══ RECORD SET

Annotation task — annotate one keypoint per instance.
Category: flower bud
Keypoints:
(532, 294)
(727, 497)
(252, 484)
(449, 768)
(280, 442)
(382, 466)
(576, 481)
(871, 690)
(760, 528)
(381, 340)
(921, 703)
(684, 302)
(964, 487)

════

WHAT IS REQUIRED:
Rewrite every line of the records above, requests included, and scale each keypoint coordinate in the answers by 2.55, rounding to the nearest whole number with halves going up.

RESPONSE TO THIS TASK:
Annotation task — annotate one keypoint per instance.
Category: flower bud
Keypoints:
(1357, 750)
(1854, 1267)
(643, 1234)
(1145, 1958)
(714, 1127)
(974, 1188)
(1469, 1227)
(2221, 1760)
(1938, 1346)
(972, 867)
(2349, 1793)
(1744, 770)
(2458, 1242)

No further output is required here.